**Tujuan:** Cetak tanpa perubahan bagian dari "Komponen paling terlihat" sampai "persidangan, atau vonis." dalam teks tentang gencatan senjata.

**Kutipan Teks:**
------------
Komponen paling terlihat dari gencatan senjata adalah pertukaran tahanan dan tahanan: Hamas akan membebaskan 20 sandera Israel yang tersisa di bawah penguasaannya – warga sipil dan tentara yang ditangkap selama atau setelah eskalasi Oktober 2023 – sebagai imbalan atas pembebasan 1.950 tahanan Palestina yang ditahan oleh Israel. Ini termasuk 250 tahanan dan 1.700 individu yang diklasifikasikan sebagai tahanan administratif – orang-orang yang dipenjara tanpa dakwaan, persidangan, atau vonis.
------------
**Kumpulan Data:**
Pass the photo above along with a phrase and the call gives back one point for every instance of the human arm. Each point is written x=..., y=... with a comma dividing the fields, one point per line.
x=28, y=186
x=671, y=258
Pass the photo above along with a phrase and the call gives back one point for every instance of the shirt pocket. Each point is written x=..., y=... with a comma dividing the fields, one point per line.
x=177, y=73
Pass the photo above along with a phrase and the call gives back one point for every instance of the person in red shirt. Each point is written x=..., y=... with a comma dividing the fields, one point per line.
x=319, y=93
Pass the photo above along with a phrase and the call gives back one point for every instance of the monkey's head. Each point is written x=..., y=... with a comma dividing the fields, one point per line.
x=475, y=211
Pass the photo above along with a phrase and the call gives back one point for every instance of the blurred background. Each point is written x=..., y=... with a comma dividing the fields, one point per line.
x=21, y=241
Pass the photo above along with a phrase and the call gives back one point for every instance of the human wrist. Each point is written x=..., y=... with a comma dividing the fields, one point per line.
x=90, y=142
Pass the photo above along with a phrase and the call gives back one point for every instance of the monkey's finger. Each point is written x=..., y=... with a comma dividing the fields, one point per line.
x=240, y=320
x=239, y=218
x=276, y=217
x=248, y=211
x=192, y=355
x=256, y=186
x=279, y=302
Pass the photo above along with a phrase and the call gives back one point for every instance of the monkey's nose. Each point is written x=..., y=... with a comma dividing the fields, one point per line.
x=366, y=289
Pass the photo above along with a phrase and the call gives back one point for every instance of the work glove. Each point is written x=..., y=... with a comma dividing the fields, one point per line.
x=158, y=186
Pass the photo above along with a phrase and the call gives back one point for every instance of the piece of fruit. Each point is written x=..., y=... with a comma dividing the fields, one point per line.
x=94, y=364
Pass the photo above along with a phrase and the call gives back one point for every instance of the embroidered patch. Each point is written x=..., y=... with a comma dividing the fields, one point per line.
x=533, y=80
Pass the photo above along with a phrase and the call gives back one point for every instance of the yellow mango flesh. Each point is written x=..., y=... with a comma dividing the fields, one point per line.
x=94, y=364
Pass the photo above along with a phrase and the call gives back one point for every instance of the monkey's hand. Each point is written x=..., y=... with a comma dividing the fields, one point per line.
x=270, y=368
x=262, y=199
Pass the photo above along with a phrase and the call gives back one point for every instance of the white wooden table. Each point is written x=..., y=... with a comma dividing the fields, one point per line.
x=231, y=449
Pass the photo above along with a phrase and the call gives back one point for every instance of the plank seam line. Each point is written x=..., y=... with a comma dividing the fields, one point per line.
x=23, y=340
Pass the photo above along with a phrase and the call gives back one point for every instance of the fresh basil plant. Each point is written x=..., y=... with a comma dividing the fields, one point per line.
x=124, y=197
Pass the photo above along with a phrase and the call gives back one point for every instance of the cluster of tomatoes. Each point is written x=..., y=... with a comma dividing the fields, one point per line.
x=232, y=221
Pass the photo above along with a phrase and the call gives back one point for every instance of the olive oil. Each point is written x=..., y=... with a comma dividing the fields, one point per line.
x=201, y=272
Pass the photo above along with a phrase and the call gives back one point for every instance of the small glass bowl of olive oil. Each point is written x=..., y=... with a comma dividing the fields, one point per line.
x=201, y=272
------------
**Jawaban Tugas:**
Komponen paling terlihat dari gencatan senjata adalah pertukaran tahanan dan tahanan: Hamas akan membebaskan 20 sandera Israel yang tersisa di bawah penguasaannya – warga sipil dan tentara yang ditangkap selama atau setelah eskalasi Oktober 2023 – sebagai imbalan atas pembebasan 1.950 tahanan Palestina yang ditahan oleh Israel. Ini termasuk 250 tahanan dan 1.700 individu yang diklasifikasikan sebagai tahanan administratif – orang-orang yang dipenjara tanpa dakwaan, persidangan, atau vonis.